## SUPPLIED DATA
※
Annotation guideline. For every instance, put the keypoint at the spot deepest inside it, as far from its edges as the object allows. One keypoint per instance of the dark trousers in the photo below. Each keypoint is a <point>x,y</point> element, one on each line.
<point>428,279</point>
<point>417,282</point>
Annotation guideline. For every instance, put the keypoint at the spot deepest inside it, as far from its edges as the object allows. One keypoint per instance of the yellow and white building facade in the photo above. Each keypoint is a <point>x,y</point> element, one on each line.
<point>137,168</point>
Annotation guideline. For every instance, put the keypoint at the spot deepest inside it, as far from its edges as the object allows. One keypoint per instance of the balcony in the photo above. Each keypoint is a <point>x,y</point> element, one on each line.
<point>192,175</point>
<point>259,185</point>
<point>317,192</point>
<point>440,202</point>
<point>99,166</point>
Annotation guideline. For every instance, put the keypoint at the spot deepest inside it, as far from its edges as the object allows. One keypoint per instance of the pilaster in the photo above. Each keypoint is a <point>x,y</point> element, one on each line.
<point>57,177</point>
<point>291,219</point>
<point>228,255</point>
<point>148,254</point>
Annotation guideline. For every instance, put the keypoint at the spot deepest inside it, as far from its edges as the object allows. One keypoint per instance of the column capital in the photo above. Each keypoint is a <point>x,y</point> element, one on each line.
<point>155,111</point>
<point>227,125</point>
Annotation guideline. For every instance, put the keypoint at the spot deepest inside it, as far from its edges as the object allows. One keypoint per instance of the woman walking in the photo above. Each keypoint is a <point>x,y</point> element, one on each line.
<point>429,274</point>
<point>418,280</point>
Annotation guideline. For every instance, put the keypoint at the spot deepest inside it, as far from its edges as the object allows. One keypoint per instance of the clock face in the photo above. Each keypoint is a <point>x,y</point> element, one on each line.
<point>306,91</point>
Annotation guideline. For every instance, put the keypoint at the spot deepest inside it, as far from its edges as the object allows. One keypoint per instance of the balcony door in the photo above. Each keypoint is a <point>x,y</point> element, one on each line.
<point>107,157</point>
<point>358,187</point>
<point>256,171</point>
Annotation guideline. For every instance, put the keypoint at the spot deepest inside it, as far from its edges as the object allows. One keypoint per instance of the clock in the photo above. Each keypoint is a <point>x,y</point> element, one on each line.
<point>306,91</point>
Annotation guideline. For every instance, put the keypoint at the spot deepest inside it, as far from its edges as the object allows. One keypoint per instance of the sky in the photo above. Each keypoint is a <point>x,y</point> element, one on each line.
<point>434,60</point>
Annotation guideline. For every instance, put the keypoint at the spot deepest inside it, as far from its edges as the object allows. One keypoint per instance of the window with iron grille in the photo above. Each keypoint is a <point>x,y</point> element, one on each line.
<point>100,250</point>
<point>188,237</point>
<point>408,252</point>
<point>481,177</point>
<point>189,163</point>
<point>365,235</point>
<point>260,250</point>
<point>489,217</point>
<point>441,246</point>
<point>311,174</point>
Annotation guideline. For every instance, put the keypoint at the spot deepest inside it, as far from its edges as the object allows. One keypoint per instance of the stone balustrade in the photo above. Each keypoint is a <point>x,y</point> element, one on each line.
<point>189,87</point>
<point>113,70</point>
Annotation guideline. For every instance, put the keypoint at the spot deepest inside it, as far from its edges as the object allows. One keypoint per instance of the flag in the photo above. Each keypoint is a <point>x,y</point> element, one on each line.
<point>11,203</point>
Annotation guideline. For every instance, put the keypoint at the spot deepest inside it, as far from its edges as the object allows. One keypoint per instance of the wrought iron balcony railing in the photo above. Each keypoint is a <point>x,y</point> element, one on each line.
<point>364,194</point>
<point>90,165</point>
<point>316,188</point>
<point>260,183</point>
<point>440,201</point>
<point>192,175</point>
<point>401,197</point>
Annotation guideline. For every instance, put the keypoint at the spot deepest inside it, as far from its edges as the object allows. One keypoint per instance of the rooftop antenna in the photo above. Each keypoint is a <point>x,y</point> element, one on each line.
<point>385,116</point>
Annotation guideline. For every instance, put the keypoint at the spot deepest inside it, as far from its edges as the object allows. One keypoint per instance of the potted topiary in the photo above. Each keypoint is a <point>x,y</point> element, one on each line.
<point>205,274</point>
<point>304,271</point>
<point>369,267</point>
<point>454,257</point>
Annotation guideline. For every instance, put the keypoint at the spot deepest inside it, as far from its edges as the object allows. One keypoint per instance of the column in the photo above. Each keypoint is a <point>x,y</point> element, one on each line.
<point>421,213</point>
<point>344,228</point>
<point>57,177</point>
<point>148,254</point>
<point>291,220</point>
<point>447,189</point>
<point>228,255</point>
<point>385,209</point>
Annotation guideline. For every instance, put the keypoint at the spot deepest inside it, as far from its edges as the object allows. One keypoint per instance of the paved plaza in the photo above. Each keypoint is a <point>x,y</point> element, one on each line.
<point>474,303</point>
※
## WHAT YOU ARE ASKED TO DO
Beginning with the line containing "of the potted" and ending with the last line of the listing above, return every line exactly and nothing else.

## RESULT FOR THIS TASK
Annotation guideline. For every instance, put the keypoint at the spot deepest inside it, as far from its edges as the object allows. One keypoint per instance of the potted topiary in the photo above. Each keypoint is a <point>x,y</point> element, one on each line.
<point>205,274</point>
<point>304,271</point>
<point>369,267</point>
<point>454,257</point>
Annotation guideline. For every instance, put the keypoint at the spot deepest inside it, as far from its edges as the object allows. One keypoint per instance of the column in the photo above. Each keypoint is a <point>x,y</point> element, one on each line.
<point>421,213</point>
<point>344,228</point>
<point>57,177</point>
<point>148,254</point>
<point>291,220</point>
<point>447,189</point>
<point>228,255</point>
<point>385,209</point>
Annotation guideline. For every instance, put the keypoint at the spot deepest inside it, as far from its edges as the object allows. One keypoint per instance of the paved plaza in the photo above. Each keypoint is a <point>x,y</point> element, one on each line.
<point>474,303</point>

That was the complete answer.